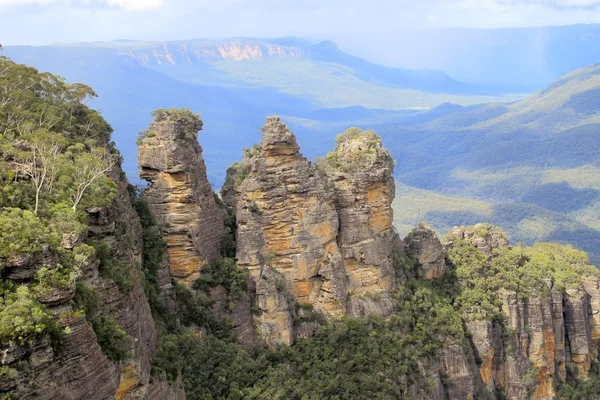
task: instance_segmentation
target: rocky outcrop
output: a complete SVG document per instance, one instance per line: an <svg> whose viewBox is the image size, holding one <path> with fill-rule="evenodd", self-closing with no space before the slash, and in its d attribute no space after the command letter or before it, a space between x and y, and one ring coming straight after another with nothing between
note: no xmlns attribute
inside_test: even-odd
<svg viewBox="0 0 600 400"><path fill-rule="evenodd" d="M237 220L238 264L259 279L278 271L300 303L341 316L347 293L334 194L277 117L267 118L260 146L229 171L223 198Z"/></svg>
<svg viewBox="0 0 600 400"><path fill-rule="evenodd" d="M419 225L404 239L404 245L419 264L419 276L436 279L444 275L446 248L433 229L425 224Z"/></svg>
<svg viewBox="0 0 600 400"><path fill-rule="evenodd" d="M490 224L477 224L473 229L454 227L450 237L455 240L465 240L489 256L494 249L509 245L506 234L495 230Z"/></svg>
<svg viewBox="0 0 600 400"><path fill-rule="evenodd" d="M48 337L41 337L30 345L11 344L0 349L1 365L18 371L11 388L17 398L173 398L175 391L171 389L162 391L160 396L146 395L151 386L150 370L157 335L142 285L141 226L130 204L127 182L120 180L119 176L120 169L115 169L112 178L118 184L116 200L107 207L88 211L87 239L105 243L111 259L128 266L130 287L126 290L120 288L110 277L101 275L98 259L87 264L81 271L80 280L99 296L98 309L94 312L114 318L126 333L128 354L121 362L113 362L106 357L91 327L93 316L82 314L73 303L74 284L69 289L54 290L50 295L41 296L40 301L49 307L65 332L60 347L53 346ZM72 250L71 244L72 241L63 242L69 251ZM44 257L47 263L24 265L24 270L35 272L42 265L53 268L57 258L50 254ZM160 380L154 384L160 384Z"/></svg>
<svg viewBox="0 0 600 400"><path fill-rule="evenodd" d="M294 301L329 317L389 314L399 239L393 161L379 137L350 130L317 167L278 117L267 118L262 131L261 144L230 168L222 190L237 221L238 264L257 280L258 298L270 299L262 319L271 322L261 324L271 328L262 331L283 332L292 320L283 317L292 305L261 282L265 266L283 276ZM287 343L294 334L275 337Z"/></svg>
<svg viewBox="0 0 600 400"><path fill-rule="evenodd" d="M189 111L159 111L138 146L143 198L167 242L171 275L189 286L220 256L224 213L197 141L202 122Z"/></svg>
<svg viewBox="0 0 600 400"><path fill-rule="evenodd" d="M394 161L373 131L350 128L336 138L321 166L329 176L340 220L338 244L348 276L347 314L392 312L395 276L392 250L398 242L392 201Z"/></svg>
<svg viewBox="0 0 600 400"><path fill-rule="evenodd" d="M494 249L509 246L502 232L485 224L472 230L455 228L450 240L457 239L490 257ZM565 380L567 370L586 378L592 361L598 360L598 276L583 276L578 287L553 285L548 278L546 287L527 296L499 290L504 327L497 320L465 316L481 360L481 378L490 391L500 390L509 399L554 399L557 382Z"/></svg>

• _What you will do_
Please quote the lines of the material, beginning with the first and ending with the one that contains "note: no xmlns attribute", exactly as written and without any pictures.

• _Task solution_
task: instance_segmentation
target: rocky outcrop
output: a complete SVG document per instance, one instance per line: an <svg> whose viewBox is the image size, holding one <path> with fill-rule="evenodd", self-closing with no space before the slash, and in its d attribute no space after the command letter or before it, a space between x and y, and one ring coming straight after another with nothing between
note: no xmlns attribute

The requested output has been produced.